## BEGIN RECORDS FOR THE EXERCISE

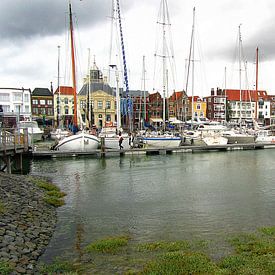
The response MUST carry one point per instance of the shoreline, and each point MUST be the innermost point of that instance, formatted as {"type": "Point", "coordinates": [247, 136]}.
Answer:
{"type": "Point", "coordinates": [27, 223]}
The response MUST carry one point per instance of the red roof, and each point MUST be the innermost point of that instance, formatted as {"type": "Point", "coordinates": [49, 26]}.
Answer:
{"type": "Point", "coordinates": [196, 98]}
{"type": "Point", "coordinates": [247, 95]}
{"type": "Point", "coordinates": [65, 90]}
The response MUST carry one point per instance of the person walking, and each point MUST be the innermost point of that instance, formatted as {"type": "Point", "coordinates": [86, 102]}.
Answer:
{"type": "Point", "coordinates": [120, 139]}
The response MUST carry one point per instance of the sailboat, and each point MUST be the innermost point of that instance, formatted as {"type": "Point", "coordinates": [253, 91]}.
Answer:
{"type": "Point", "coordinates": [164, 140]}
{"type": "Point", "coordinates": [81, 141]}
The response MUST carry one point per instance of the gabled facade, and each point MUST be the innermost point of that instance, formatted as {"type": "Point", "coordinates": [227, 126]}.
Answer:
{"type": "Point", "coordinates": [248, 105]}
{"type": "Point", "coordinates": [16, 104]}
{"type": "Point", "coordinates": [177, 106]}
{"type": "Point", "coordinates": [216, 105]}
{"type": "Point", "coordinates": [64, 105]}
{"type": "Point", "coordinates": [199, 107]}
{"type": "Point", "coordinates": [42, 103]}
{"type": "Point", "coordinates": [104, 109]}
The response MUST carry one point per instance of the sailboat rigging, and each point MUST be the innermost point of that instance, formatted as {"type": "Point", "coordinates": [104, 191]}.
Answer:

## END RECORDS FOR THE EXERCISE

■ **WRITTEN INSTRUCTION**:
Resize the lines that begin at the line containing "The response MUST carry one point per instance of the gabled" and continue through the end of the lines. Reproduce every one of them, requests included, and multiply only the point coordinates in the answers by 0.3, rounding to whole numbers with halves rounded up.

■ **WRITTEN ANSWER**:
The response MUST carry one point per instance of the gabled facade, and each point MUST be the innermost point of that instance, formatted as {"type": "Point", "coordinates": [227, 126]}.
Answer:
{"type": "Point", "coordinates": [74, 32]}
{"type": "Point", "coordinates": [5, 31]}
{"type": "Point", "coordinates": [53, 32]}
{"type": "Point", "coordinates": [65, 32]}
{"type": "Point", "coordinates": [19, 32]}
{"type": "Point", "coordinates": [60, 32]}
{"type": "Point", "coordinates": [13, 31]}
{"type": "Point", "coordinates": [31, 33]}
The response MUST carry one point per instance of the sailboat rigging, and each point MUST be the innermost point of that instance, formatted as {"type": "Point", "coordinates": [104, 191]}.
Answer:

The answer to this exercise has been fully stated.